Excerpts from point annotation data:
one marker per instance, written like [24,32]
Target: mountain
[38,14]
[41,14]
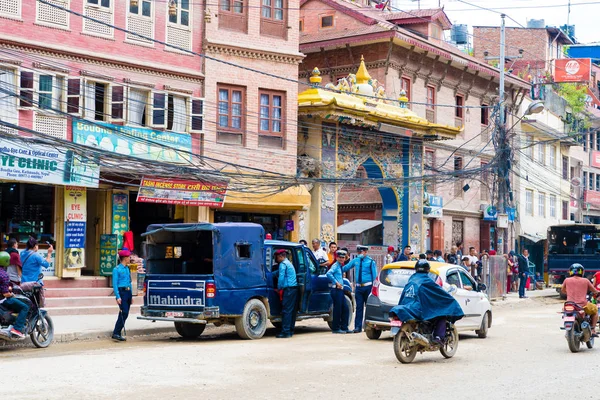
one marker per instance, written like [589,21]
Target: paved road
[524,357]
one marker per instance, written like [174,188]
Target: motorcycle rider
[576,287]
[424,300]
[9,300]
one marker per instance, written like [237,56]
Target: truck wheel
[253,322]
[189,331]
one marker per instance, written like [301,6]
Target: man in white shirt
[319,253]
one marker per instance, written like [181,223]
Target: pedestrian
[14,268]
[389,257]
[405,255]
[331,254]
[32,262]
[366,273]
[523,271]
[122,288]
[289,303]
[341,313]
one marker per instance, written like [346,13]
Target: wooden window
[26,92]
[230,114]
[485,115]
[326,21]
[459,111]
[233,15]
[182,16]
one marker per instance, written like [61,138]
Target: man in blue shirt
[289,304]
[122,289]
[341,313]
[366,273]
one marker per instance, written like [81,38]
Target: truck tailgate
[176,292]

Given instruction
Render every line of the listing above as a JSON list of strings, one string per line, with blank lines skipped. Leave the pictures out.

The response
[
  "one marker per instance, written like [24,32]",
  "Target: mountain",
  "[38,14]",
  "[41,14]",
  "one marker per instance, written like [589,21]",
  "Target: paved road",
  "[524,357]",
  "one marker per instance, written like [174,188]",
  "Target: motorcycle rider",
  "[576,287]",
  "[424,300]",
  "[9,300]",
  "one marker per instance, written like [237,56]",
  "Target: truck wheel",
  "[253,322]",
  "[189,331]",
  "one marker per instance, written like [301,6]",
  "Target: man in white shirt",
  "[319,253]",
  "one marker per instance, written like [181,223]",
  "Target: pedestrian",
  "[14,268]",
  "[389,257]",
  "[405,255]",
  "[331,254]",
  "[32,262]",
  "[366,273]",
  "[523,271]",
  "[122,288]",
  "[289,303]",
  "[341,313]",
  "one marker per instance, written like [346,13]",
  "Target: wooden window",
  "[26,92]",
  "[230,114]",
  "[485,115]",
  "[326,21]",
  "[459,111]",
  "[233,15]",
  "[182,16]",
  "one marker per instance, written like [61,138]",
  "Target: man in blue shirt",
  "[289,304]",
  "[122,289]",
  "[341,313]",
  "[366,273]",
  "one marker per instance, written like [81,38]",
  "Target: truck tailgate",
  "[176,292]"
]